(Alıştırma Görevleri)
1. Somuncu Baba metnine göre Hamid-i Aksarayî'ye neden "Somuncu Baba" lakabı takılmıştır? Bir ile üç cümle arasında açıklayın.
2. Somuncu Baba metnine göre Hamid-i Aksarayî'nin babasının adı nedir?

(Verilen Metin)
────────────────────
SORU :
Osmanlı Deveti’nin kuruluşu sırasında
pek çok alim ve evliyanın yetiştiğini,
bu evliya ve alimlerin Anadolu’nun
İslamiyet’i seçmesinde büyük hizmetleri
olduğunu ve İslamiyet’in Anadolu’da bu
bilginler kanalıyla serpilip yayıldığını
biliyoruz.
Ben bu bilginlerden Somuncu Baba ile
ilgili bazı menkıbeler dinledim. Çok
duygulandım.
Aksaray’da bulunan kabrini de ziyaret
ettim.
''Somuncu Baba kimdir?''diye
sorduğum bazı gençler bu sorumu
cevaplandıramıyor...
Anadolu’da yetişen bir alim ve evliya
olduğu da söyleniyor...Bursa'da ya da
Kayseri'de yaşadığı da söyleniyor...
Kendisine niçin Somuncu Baba denmiştir?
CEVAP
: :Somuncu Baba lakabıyla
tanınan Hamid-i Aksarayî, Osmanlı
Devleti’nin kuruluş yıllarında yetişen
evliya ve alimlerin büyüklerindendir.
7349 yılında Kayseri’de doğmuştur.
Babasının adı Şemseddin Musa’dır.
Tefsir, fıkıh ve tasavvufta devrinin en
ünlü alimlerindendir.
İlk tahsilini babasından almıştır. Sonra
Şam’a giderek “Hankâh-ı Bâyezidîyye”de
İlim öğrenmiştir.
Bayezid-i Bestami’den feyz almıştır.
Ayrıca o dönemin en ünlü alimlerinden
Tasavvuf ilmi öğrendi.
Hocasından icazet (diploma) aldıktan
sonra İslamiyet’i öğretmek için
Kayseri’ye döndü. Pek çok alim
yetiştirdi.
Bunlardan biri de Hacı Bayram-ı
Veli’dir.
Kayseri’de pek çok öğrenci
yetiştirdikten sonra Anadolu’ya gelerek
Bursa’ya yerleşti.
Bilinmeyen bir sebeple ilmini gizledi.
Bursa’da bir fırın yaptırdı. Fırınına
merkebiyle dağdan odun getirip onunla
ekmekleri pişirirdi.
Ekmek küfesini sırtına alarak:
“Somun! Mü’minler somun…” diyerek
ekmek satardı.
Halk bu fırıncıya, “Somuncu Baba”
lakabını takmıştı.
────────────────────
(Ham Veriler)

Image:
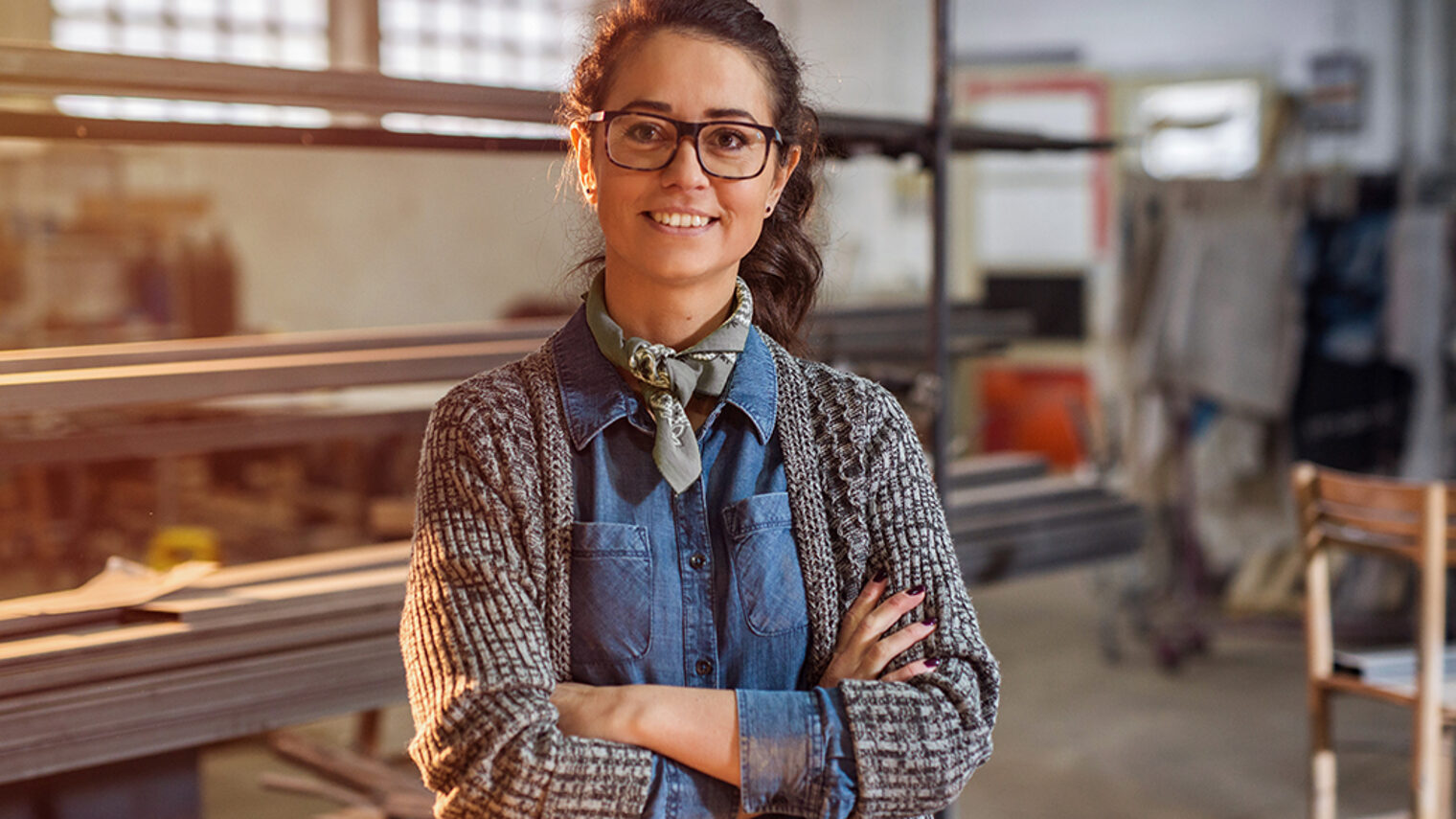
────────────────────
(Çözümlü Görevler)
1. Hamid-i Aksarayî, Bursa'da yaptırdığı fırında merkebiyle dağdan getirdiği odunla ekmek pişirirdi. Ekmek küfesini sırtına alıp “Somun! Mü’minler somun…” diyerek ekmek satardı. Halk da bu fırıncıya "Somuncu Baba" lakabını takmıştı.

2. Babasının adı Şemseddin Musa'dır.